• **Quoted passage**:
+--

Hence, the outcome of these antagonistic effects, and consequently the dispersal rates that allow metapopulation persistence, would jointly depend on the state of the matrix, the structure and the size of suitable patches as well as the biological characteristics of the species (e.g. reproductive rate and dispersal ability; With, 2004).
Although impressive efforts have been made to model metapopulation dynamics, there is still a clear dichotomy in the factors being taken into account. On the one hand, studies analysing the effects of disturbances on metapopulations in relation to the size and the growth rate of the populations (Hastings & Wolin, 1989), patch quality (Hanski, 1994), matrix quality (Vandermeer & Carvajal, 2001) or all of these factors together (Casagrandi & Gatto, 1999) neglect the genetic effects of fragmentation, while on the other hand, studies exploring the genetic processes associated with fragmentation do not usually incorporate demographic and habitat considerations (Mills & Allendorf, 1996; Couvet, 2002; Glémin et al., 2003). Higgins & Lynch (2001) investigated the interaction of environmental, genetic and demographic stochasticity on metapopulation persistence. They showed that the incorporation of deleterious mutations accumulation changes significantly the predictions concerning the influence of dispersal and metapopulation structure on metapopulation persistence. However, they did not include in their model the effects of matrix quality, i.e. the consequences from the imbalance between emigration and immigration.

+--

• **Information given**:

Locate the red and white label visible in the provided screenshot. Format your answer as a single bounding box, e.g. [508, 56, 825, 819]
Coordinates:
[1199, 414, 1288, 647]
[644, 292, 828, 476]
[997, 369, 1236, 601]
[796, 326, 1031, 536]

+--

• **Exercise 1**: Write out the passage on metapopulation persistence word for word, starting at "Hence, the outcome" and ending at "ability; With, 2004).".
• **Exercise 2**: Continue the passage on metapopulation persistence from the point where it stops.
The rows have no connection to the passage on metapopulation persistence.

• **Output 1**:
Hence, the outcome of these antagonistic effects, and consequently the dispersal rates that allow metapopulation persistence, would jointly depend on the state of the matrix, the structure and the size of suitable patches as well as the biological characteristics of the species (e.g. reproductive rate and dispersal ability; With, 2004).

• **Output 2**:
Our study is an attempt for a more synthetic view that explores the interplay of demographic and genetic processes in relation to habitat and matrix structure. We begin by assuming that both habitat patches and the matrix are homogeneous. Population dynamics within a habitat patch is modelled as the outcome of reproductive potential of the species and the balance between emigration and immigration. These demographic processes are influenced by underlying genetic processes, i.e. fitness depends on the frequency of deleterious mutations, and the dispersal rate may change according to the level of inbreeding within patches (referred to as avoidance of inbreeding). Patch and matrix quality are reflected on the carrying capacity of habitat patches and the survival rate of dispersing individuals respectively.
In order to highlight the synergistic action of demographic and genetic processes on metapopulation persistence, we compare our conclusions with the predictions of two models that consider each process separately: (i) a deterministic demographic model (Casagrandi & Gatto, 2002b), which ignores both the effects of inbreeding on population growth rate and the relationship between inbreeding and dispersal; and (ii) an infinite island model, widely used in theoretical genetic studies (Couvet, 2002; Whitlock, 2002; Glémin et al., 2003) that ignores the imbalance between emigration and immigration.
We then explore the consequences of heterogeneity in habitat patches. Heterogeneity can have contrasting effects on metapopulation dynamics (Ewers & Didham, 2005). For instance, Day & Possingham (1995) showed that according to the colonization rate, the variability in patch size can either decrease or increase the probability of metapopulation extinction relative to an equal patch-size metapopulation.
Finally, our model allows us to examine the relative influence of different types of habitat disturbance (e.g. removal of entire patches vs. reduction in patch size) on metapopulation persistence. Useful conclusions for the conservation of fragmented populations are extracted.